• Exercise goal: Set out exactly, and with nothing added, the line containing "Spot the reflection of wine" and every line after it through the final line of the data.

Image point grounding data
****************
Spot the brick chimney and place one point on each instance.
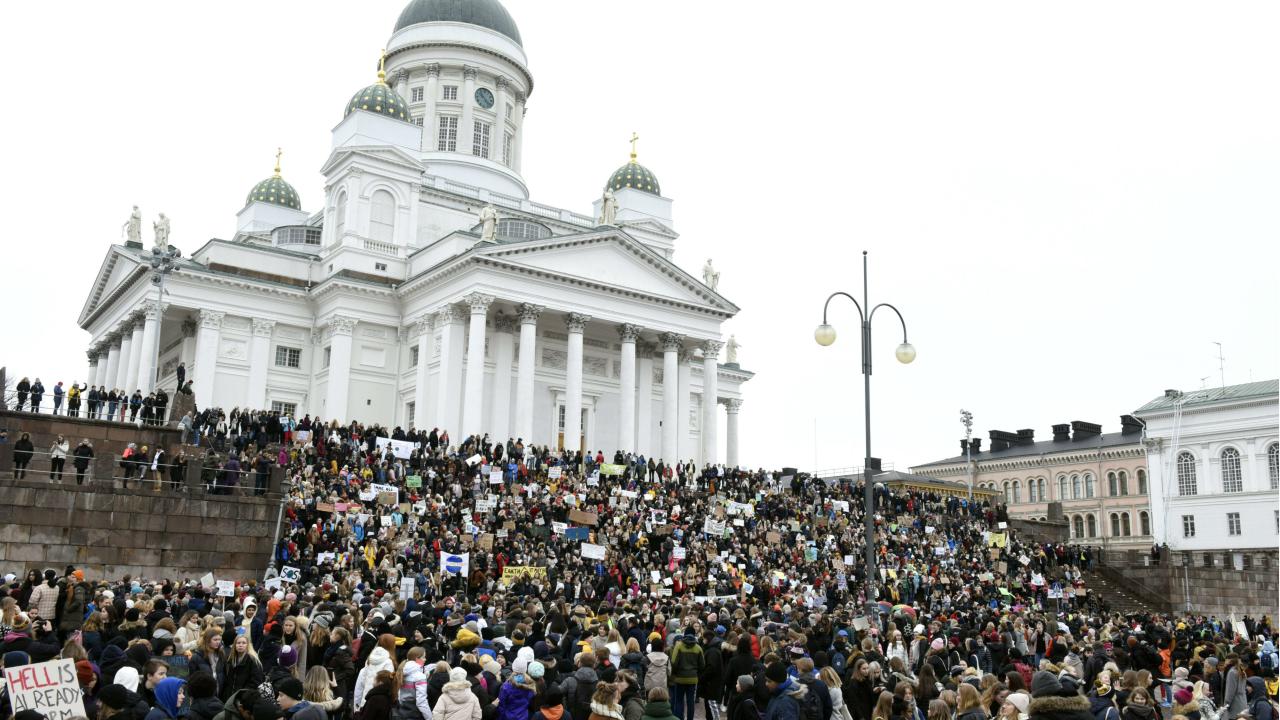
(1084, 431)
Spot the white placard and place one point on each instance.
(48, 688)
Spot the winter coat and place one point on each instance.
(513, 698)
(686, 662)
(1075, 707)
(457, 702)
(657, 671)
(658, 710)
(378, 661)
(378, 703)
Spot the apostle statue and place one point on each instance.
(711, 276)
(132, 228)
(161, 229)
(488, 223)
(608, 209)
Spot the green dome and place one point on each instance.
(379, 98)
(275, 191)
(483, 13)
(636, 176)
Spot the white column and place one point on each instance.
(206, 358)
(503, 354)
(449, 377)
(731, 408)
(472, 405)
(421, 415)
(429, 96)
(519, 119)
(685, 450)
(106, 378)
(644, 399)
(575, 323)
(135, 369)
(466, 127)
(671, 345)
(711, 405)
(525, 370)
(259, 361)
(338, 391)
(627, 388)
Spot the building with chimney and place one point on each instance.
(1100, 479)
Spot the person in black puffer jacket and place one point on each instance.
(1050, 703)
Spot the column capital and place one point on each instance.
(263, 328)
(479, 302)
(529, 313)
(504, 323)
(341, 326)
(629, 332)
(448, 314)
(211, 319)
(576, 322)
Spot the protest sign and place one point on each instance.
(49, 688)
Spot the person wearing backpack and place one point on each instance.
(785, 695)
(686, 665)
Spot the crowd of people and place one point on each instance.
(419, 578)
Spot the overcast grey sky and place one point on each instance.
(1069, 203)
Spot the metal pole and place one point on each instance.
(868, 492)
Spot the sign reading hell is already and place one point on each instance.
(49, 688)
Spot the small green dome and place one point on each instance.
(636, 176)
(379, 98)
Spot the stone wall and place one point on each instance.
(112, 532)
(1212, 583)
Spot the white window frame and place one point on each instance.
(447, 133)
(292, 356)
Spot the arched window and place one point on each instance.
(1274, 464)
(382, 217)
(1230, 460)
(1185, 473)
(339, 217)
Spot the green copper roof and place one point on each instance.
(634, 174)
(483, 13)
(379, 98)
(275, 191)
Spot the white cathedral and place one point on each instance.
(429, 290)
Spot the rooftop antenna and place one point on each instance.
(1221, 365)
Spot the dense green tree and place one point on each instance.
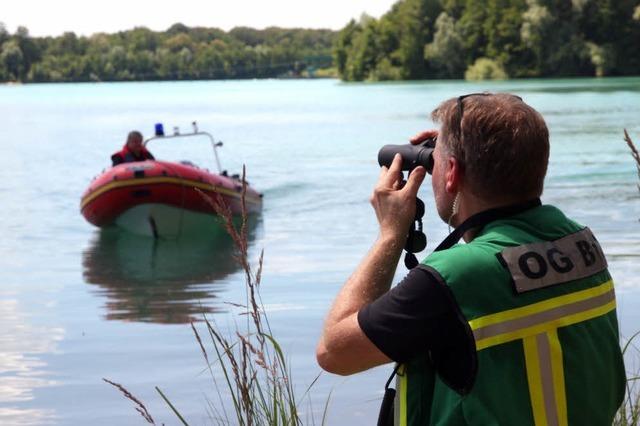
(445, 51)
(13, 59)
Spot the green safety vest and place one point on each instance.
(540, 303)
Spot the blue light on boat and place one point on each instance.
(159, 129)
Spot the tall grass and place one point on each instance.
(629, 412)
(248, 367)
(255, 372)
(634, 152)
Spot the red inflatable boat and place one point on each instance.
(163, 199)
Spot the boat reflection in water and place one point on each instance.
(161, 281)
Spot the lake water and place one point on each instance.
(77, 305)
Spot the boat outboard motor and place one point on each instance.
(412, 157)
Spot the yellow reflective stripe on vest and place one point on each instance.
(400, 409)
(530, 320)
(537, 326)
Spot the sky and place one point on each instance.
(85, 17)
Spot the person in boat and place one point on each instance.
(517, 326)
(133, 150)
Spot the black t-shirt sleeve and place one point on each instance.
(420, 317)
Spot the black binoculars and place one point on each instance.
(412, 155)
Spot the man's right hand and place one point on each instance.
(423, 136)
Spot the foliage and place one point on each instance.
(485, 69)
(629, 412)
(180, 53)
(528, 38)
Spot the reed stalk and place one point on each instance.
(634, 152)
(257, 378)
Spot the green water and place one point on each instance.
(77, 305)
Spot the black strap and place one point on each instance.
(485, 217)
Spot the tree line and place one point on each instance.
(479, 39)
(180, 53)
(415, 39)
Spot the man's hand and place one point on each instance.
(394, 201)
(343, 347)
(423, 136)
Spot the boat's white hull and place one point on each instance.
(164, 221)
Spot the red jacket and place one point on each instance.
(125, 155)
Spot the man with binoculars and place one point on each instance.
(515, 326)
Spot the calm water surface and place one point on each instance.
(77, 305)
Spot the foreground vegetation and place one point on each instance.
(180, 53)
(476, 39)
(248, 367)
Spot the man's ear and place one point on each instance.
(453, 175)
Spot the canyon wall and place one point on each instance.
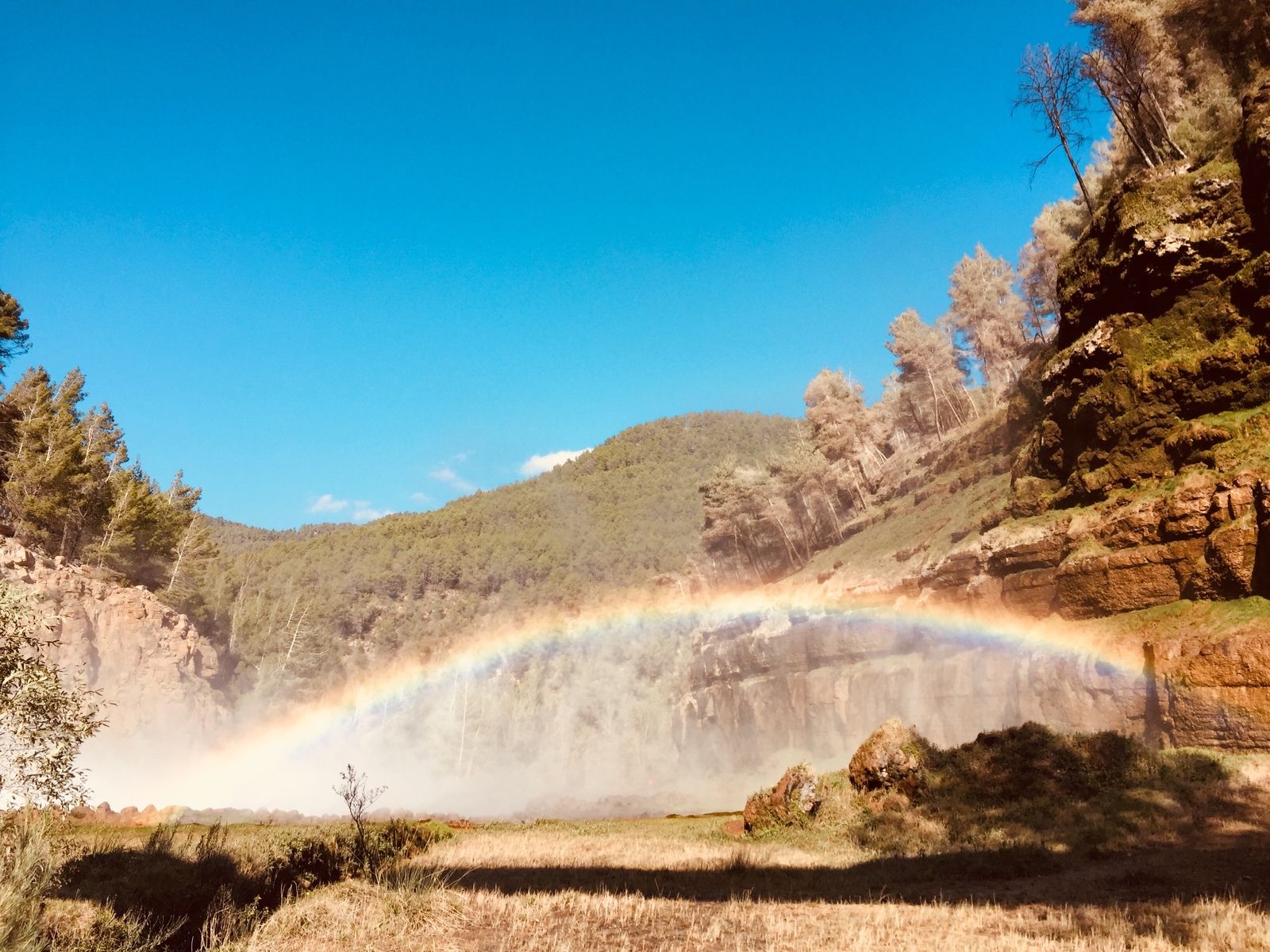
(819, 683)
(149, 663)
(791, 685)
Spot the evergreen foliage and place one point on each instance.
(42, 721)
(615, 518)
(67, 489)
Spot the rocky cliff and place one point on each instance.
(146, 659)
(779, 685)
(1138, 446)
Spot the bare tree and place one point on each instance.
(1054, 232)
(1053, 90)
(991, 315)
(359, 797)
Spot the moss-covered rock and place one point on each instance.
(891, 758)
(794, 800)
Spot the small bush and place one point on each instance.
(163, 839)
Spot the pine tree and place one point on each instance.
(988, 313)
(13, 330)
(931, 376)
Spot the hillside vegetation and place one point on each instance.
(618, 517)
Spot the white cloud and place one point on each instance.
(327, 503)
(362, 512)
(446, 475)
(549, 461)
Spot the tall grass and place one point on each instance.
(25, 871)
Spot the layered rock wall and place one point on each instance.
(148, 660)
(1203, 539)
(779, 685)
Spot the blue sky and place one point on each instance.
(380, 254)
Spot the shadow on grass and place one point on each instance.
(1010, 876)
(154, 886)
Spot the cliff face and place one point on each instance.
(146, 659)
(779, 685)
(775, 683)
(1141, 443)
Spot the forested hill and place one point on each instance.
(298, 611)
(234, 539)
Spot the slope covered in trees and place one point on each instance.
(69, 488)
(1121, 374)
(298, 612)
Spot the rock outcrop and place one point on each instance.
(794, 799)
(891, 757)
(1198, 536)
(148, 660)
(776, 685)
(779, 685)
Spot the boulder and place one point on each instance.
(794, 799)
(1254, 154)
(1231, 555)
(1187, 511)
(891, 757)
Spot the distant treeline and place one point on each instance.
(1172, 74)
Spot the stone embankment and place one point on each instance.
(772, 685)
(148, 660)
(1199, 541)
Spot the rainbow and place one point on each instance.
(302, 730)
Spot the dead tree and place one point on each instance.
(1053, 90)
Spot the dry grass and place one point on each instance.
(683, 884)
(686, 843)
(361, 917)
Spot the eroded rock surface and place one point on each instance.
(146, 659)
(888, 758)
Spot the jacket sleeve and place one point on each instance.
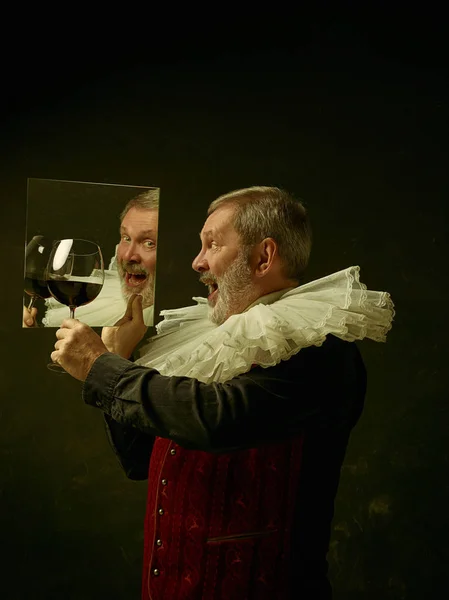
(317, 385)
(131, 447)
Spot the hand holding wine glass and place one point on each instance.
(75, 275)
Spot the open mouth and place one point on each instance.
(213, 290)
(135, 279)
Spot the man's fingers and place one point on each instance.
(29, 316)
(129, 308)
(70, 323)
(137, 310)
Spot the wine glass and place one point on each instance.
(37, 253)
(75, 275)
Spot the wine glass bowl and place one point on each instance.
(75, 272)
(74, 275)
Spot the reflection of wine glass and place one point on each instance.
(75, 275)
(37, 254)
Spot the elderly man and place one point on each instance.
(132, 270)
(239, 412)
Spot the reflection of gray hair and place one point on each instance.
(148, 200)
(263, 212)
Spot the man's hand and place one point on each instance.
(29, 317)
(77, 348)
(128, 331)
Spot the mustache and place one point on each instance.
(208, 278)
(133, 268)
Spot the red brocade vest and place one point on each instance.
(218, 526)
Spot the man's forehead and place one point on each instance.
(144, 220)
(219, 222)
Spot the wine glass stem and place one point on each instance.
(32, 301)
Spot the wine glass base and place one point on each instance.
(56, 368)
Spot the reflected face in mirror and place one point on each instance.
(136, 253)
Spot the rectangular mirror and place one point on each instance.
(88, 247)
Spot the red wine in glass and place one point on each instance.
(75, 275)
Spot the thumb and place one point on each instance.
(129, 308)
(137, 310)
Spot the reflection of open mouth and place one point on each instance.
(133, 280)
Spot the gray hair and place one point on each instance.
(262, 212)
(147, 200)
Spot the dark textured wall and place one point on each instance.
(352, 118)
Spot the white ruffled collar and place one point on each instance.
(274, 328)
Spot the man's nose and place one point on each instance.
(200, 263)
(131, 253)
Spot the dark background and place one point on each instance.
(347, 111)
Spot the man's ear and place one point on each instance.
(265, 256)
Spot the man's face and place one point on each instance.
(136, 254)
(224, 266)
****************
• Answer for the task:
Spot the reflection of wine glass and place one point on each instance.
(75, 275)
(37, 254)
Spot the elderly man and place one point on each instance.
(132, 270)
(239, 412)
Spot the reflection of gray hair and place one point on each instance.
(148, 200)
(263, 212)
Spot the man's hand and place one point on each instance.
(29, 317)
(77, 348)
(128, 331)
Spot the mustache and place one point on each instance.
(208, 278)
(133, 268)
Spot the red brocade vest and place one point on each instance.
(218, 526)
Spot the man's forehead and place one point on each instance.
(144, 220)
(219, 222)
Spot the wine glass stem and place one point on each instance.
(32, 301)
Spot the wine glass base and place one point on each instance.
(56, 368)
Spot the reflected face in mirror and place one point on each instance.
(136, 253)
Spot the rectangular mirror and place one point on each instance.
(88, 247)
Spot the red wine in glass and place one point on each instance.
(75, 275)
Spot the thumb and place one point on each instance.
(129, 308)
(137, 310)
Spot the reflection of open mouth and place one point on each instance.
(133, 280)
Spot the gray hair and place one point on each instance.
(262, 212)
(147, 200)
Spot the dark textured wall and place one point on each instance.
(352, 118)
Spot the white ruffled collar and place one point on each instance.
(274, 328)
Spot the man's nose and place one point on each instance.
(200, 263)
(131, 253)
Spot the dark background and place one point on each instance.
(347, 111)
Spot the man's ear and place one point on each instance.
(265, 256)
Spot the man's face and place one point on each instance.
(136, 254)
(224, 266)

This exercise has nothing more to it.